Extracted text
Dependence on Silver Could Hamper Terawatt Scale Solar Module Production: Report
Silver consumption level must be reduced to less than 2mg/W to enable a 3 TW market
September 30, 2021
Researchers from the School of Photovoltaic Renewable Energy and Engineering (SPREE), University of New South Wales, estimate that the annual photovoltaic (PV) module production rate must increase from ~135 GW in 2020 to ~3 TW (terawatt) in 2030 to make any significant impact on climate change. However, a substantial obstacle on the pathway towards sustainable manufacturing at a multi-TW scale is the reliance of commercial PV production on scarce metals like silver, indium, and bismuth.
The primary concern in heading towards sustainable PV manufacturing at the TW scale comes from silver due to its widespread use in all major industrial solar cell technologies. It contributes a significant fraction of the non-wafer fabrication cost of the solar cell. Silver consumption level must be reduced to less than 2mg/W to enable a 3 TW market.

Set of tasks
- 1) Answer these questions from the silver report:
(a) What was the annual PV module production rate in 2020?
(b) Which three scarce metals does commercial PV production rely on?
(c) Below what level must silver consumption fall to enable a 3 TW market?
- 2) According to the silver report, why is silver the main concern in moving toward sustainable PV manufacturing at the TW scale? Answer in one to three sentences.

[Stored items from a collection]
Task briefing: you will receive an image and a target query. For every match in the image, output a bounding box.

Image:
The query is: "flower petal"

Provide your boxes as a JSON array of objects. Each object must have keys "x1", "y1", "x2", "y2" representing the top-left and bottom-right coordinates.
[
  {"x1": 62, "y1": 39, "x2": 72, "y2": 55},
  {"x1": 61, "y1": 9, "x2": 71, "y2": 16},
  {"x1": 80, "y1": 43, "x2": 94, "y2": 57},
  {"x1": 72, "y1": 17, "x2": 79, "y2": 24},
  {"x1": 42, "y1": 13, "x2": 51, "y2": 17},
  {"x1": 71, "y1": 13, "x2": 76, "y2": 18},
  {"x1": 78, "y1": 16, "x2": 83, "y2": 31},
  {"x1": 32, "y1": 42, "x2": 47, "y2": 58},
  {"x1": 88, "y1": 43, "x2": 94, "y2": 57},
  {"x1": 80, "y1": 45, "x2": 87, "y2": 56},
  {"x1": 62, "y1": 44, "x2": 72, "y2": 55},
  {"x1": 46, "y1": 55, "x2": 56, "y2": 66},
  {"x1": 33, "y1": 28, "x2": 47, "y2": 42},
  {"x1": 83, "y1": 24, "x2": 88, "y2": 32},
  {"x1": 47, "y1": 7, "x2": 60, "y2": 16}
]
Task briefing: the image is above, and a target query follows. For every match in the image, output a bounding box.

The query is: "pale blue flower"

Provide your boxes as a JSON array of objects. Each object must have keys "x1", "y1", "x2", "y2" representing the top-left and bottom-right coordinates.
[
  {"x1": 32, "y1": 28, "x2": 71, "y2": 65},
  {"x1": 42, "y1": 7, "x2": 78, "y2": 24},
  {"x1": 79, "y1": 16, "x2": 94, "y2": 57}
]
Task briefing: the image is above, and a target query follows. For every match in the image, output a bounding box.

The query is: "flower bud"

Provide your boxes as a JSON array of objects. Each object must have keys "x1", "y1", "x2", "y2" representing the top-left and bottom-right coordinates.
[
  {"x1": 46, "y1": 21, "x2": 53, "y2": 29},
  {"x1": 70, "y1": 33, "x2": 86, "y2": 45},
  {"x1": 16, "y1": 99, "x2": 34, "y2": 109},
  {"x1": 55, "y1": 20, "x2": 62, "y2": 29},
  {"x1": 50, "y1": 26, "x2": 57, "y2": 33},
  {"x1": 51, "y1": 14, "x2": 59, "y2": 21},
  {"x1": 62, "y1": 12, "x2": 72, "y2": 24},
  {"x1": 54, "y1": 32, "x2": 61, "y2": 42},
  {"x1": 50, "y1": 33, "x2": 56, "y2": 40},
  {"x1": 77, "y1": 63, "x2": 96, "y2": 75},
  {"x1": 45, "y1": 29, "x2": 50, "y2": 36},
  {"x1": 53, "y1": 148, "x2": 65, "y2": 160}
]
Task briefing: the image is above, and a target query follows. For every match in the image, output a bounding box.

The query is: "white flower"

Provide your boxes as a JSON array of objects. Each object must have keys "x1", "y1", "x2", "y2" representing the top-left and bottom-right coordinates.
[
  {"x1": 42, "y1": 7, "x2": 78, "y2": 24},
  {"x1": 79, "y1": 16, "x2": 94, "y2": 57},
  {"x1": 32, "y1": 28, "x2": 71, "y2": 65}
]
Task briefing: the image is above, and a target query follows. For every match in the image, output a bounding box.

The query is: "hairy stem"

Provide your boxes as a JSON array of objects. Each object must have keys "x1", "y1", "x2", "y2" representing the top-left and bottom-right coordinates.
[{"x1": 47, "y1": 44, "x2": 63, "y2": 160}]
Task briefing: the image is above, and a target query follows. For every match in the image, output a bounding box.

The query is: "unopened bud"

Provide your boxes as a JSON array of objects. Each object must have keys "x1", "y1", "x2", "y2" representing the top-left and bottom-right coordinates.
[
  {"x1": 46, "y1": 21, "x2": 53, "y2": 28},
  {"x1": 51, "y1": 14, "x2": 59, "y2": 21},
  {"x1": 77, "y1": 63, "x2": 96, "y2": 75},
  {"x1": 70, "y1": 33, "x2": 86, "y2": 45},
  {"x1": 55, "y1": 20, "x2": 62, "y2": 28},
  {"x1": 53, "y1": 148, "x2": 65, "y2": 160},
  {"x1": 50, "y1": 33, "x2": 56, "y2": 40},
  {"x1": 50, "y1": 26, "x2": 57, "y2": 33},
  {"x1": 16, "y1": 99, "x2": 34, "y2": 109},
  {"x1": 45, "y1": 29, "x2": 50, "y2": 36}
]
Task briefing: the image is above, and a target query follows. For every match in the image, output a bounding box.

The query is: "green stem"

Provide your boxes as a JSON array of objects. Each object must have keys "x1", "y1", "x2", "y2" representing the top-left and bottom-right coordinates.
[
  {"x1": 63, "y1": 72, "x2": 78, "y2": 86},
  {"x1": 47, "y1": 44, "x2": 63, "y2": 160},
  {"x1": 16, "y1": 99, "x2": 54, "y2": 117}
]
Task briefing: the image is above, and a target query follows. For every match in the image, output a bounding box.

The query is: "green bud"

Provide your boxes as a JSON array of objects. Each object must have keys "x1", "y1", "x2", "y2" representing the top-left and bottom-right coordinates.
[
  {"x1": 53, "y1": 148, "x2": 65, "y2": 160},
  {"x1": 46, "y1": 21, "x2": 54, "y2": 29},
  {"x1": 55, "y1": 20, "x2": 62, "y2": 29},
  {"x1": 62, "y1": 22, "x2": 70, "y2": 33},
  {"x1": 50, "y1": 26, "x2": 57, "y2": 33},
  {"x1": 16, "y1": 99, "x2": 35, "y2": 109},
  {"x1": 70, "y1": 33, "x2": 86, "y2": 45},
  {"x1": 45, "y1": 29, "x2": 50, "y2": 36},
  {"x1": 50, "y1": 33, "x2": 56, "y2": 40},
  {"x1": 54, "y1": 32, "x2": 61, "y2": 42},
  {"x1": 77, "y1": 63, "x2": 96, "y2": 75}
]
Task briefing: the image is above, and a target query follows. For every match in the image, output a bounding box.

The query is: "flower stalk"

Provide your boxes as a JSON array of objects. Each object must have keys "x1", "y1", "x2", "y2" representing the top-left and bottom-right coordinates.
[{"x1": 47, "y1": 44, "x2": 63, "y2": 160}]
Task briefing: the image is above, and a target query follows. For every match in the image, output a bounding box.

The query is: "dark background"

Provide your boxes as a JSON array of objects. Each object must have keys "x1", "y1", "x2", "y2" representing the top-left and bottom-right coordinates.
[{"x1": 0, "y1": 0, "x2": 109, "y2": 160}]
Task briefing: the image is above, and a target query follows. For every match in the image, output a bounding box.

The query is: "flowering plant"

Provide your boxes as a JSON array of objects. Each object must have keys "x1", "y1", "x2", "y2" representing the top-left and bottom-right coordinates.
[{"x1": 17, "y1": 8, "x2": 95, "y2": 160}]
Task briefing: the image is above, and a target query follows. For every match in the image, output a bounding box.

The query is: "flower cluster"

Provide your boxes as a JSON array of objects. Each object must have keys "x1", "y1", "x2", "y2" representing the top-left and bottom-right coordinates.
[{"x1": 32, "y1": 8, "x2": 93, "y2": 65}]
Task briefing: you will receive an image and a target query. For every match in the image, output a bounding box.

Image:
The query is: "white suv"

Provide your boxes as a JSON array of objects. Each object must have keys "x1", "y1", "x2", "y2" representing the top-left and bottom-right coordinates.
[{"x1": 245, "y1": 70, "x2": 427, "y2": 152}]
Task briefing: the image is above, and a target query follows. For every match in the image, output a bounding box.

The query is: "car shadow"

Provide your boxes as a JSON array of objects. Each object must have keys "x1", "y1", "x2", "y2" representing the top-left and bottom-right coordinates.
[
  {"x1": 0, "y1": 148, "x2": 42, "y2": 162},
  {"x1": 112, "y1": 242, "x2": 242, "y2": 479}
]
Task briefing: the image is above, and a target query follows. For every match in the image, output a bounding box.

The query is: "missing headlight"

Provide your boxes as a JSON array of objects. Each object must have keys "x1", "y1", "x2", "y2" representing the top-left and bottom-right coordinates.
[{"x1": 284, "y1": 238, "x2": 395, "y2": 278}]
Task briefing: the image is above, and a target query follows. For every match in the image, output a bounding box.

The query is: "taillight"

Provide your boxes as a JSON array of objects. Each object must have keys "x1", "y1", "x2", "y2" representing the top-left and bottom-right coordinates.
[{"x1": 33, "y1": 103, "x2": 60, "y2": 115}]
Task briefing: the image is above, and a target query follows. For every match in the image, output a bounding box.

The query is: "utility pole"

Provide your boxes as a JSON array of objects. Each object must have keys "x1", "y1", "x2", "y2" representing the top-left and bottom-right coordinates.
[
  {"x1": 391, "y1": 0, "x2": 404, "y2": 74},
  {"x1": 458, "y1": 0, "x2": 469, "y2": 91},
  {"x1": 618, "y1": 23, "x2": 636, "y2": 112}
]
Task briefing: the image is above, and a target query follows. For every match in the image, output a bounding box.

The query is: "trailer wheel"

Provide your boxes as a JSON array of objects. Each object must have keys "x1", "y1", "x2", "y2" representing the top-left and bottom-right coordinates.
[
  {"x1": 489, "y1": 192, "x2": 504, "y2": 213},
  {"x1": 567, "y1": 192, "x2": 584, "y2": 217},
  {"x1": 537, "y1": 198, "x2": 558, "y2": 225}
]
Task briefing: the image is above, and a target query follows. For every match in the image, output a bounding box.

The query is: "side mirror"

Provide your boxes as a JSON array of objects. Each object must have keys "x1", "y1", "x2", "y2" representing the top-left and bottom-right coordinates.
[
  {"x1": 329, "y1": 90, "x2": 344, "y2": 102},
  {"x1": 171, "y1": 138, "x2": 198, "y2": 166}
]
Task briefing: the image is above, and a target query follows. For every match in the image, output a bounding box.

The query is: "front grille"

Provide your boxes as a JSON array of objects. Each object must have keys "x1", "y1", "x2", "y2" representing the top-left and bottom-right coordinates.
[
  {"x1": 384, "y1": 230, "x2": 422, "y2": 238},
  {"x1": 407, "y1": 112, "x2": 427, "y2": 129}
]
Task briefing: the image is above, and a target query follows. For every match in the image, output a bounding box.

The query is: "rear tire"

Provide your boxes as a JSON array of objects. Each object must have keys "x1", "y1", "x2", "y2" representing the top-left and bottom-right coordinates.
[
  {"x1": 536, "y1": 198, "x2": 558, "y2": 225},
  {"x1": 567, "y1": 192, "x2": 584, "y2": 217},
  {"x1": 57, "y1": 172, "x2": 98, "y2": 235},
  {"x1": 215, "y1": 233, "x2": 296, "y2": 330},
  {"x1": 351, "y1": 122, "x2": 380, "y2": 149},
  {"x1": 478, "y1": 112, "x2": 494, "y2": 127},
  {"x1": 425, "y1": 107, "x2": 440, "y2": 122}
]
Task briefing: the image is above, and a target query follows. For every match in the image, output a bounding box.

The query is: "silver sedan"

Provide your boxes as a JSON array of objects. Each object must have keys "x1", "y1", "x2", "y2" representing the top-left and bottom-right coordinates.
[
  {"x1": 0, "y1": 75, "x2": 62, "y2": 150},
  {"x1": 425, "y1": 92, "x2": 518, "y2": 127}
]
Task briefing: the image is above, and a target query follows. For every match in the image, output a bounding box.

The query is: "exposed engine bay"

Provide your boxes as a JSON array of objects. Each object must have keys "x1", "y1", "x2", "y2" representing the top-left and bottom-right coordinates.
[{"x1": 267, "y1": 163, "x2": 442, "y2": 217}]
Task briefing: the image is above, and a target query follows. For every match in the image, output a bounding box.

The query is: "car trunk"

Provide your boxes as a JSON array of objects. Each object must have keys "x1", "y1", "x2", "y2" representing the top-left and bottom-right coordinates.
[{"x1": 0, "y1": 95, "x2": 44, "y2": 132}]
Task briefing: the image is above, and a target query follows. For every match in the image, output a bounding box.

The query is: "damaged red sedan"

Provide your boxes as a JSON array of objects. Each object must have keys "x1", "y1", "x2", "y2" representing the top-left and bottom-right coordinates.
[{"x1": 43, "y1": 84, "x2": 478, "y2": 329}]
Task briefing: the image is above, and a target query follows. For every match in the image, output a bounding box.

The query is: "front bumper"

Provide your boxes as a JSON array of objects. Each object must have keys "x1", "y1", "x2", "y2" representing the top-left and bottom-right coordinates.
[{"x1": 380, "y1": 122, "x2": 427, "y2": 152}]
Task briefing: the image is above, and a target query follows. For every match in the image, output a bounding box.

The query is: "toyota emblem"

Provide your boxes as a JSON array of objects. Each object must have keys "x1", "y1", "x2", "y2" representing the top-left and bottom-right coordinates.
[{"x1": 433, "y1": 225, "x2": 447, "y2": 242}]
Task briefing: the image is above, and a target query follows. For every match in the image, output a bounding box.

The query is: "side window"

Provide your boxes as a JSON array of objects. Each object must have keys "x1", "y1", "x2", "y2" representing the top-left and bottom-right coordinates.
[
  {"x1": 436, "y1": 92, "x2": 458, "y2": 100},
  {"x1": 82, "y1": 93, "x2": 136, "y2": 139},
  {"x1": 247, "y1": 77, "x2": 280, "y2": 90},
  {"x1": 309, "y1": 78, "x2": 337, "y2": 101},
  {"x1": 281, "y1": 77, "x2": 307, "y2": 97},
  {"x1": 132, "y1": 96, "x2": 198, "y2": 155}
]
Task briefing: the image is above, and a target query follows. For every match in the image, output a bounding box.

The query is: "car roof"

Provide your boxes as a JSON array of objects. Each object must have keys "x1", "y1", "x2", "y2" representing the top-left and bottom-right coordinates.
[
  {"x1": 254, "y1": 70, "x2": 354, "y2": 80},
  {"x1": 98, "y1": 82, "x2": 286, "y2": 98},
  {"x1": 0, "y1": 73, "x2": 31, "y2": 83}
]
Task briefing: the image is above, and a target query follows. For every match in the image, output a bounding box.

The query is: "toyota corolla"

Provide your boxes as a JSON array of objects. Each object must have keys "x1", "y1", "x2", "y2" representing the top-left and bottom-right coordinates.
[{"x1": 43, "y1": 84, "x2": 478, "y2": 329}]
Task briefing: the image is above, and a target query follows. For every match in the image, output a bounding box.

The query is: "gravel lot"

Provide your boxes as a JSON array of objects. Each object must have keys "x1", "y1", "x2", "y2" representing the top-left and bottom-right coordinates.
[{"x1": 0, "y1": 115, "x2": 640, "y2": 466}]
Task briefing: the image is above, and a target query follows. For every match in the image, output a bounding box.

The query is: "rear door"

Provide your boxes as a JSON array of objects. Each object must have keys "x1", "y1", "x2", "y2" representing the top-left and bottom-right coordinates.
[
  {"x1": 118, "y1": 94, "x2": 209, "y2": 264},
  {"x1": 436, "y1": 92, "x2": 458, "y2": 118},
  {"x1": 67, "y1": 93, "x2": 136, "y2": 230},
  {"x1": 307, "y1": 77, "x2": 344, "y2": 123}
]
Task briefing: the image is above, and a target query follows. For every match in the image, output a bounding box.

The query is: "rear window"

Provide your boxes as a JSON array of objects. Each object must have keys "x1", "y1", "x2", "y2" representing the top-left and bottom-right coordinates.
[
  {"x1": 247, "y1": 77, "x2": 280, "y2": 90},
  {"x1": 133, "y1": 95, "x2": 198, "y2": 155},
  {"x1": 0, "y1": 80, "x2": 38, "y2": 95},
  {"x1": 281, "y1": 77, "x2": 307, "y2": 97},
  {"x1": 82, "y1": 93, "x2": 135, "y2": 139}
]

Written answers
- 1)
(a) About 135 GW.
(b) Silver, indium, and bismuth.
(c) Less than 2 mg/W.

- 2) Silver is the main concern because it is widely used in all major industrial solar cell technologies.